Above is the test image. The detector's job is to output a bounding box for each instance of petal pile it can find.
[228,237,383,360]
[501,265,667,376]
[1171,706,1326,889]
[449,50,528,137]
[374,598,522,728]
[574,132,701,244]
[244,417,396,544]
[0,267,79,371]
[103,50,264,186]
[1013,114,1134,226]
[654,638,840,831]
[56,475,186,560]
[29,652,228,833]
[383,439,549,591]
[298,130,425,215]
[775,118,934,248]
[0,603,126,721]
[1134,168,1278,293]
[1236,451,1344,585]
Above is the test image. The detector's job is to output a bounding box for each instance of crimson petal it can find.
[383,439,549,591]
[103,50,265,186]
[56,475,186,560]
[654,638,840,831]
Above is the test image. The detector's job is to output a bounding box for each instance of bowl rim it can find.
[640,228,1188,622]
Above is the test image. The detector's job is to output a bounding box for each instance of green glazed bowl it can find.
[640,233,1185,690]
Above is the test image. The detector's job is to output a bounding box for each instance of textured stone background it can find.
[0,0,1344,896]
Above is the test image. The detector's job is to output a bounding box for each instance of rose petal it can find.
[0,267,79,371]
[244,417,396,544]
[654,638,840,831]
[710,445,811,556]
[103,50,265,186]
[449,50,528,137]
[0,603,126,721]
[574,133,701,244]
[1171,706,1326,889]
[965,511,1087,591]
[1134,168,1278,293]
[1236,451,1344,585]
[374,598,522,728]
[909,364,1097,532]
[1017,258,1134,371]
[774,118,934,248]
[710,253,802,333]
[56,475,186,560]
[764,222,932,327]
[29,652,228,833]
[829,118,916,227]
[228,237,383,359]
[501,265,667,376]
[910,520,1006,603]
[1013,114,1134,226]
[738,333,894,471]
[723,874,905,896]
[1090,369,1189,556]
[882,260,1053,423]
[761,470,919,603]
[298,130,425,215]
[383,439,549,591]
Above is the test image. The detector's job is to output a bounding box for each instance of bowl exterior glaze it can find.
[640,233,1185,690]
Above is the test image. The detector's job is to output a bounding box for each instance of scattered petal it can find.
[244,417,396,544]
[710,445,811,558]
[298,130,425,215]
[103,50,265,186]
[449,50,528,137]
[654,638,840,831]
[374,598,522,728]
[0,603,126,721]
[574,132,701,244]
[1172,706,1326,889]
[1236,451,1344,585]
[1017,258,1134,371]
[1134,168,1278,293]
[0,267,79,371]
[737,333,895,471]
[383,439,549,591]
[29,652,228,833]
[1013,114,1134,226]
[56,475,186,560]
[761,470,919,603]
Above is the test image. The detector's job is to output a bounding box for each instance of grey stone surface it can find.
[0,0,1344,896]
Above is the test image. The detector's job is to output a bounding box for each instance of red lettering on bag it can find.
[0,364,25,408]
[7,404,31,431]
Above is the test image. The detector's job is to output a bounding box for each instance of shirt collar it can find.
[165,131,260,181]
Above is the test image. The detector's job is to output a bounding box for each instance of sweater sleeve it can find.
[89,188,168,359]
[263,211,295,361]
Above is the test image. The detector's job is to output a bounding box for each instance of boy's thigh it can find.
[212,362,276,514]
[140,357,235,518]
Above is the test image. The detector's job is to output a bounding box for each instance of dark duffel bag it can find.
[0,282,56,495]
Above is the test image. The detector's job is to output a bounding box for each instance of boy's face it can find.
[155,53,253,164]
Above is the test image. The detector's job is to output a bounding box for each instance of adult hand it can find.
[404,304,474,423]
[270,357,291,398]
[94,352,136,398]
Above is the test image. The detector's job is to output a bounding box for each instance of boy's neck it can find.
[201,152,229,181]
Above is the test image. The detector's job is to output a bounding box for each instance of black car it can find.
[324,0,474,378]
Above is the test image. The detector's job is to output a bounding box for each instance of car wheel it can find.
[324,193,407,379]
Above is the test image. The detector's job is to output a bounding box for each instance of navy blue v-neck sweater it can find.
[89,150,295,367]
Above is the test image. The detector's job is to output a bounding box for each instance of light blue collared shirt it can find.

• • • • • • •

Extract every line of the data above that contains the string "stone".

● **Result of this task**:
Above is the test image. The detector's job is to output a bounding box for each instance of textured stone background it can find.
Above is the test image. The detector's job is to output a bounding box for each instance of grey stone surface it can find.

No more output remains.